Study text =>
=======

Did you know that disagreements over finances are the fifth most common cause of divorce in America?
Interestingly though, money is rarely the main cause of such separations. Money is usually a symptom rather than a cause of relationship problems.
In this video Adam Day, a financial advisor at Wealthquest, talks to us about this important topic: money and relationships.
One example of money being a symptom rather than a cause of relationship problems is when people have different wants but fail to communicate them effectively to their partners.
For example, one person will spend money (sometimes the other spouse’s money) on something that only (s)he wants while the other will spend money on something that only (s)he wants.
Neither person communicates these desires to the other and what inevitably happens is that they’ll get mad at each other for spending a ridiculous amount of money on a fancy new gadget or a designer handbag.
Money also causes friction in relationships when it’s used as a coping mechanism to avoid dealing with deeper problems.

=======

Problem A => In the text on money and relationships, shorten the paragraph that begins "Neither person communicates" to one brief sentence, keeping its main facts.
Problem B => According to the text on money and relationships, where do disagreements over finances rank among the causes of divorce in America?
Problem C => Carry the text on money and relationships forward from its final sentence.
The data after this point have nothing to do with the text on money and relationships.

The data =>
=======

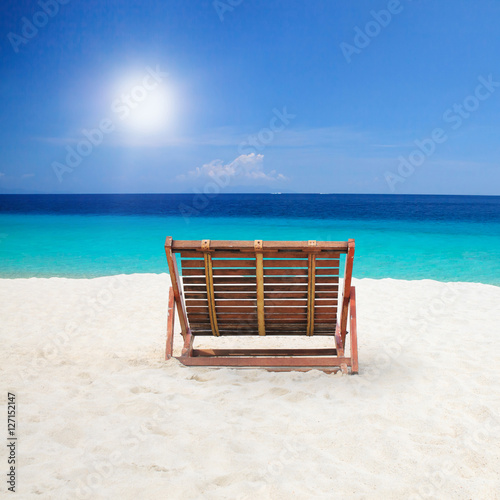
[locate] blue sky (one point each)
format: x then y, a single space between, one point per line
250 96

=======

Response box A => Because neither partner shares their desires, each ends up angry at the other for spending a lot on something like a fancy gadget or a designer handbag.

Response box B => They are the fifth most common cause.

Response box C =>
For example, if the couple had an argument on Friday night then one of the two might go on a spending spree on Saturday morning as a way to blow off some steam instead of resolving the argument by talking about it like adults.
Adam gives us three tips for handling money in relationships. First, you need to talk to each other about what your vision and values are for the future, both individually and as a couple. Second, you have to establish open and honest communication between the two of you.
Lastly, try to check in with each other periodically to see how you’re doing financially and with your vision and values. This can be as simple as an informal, monthly meeting with the family.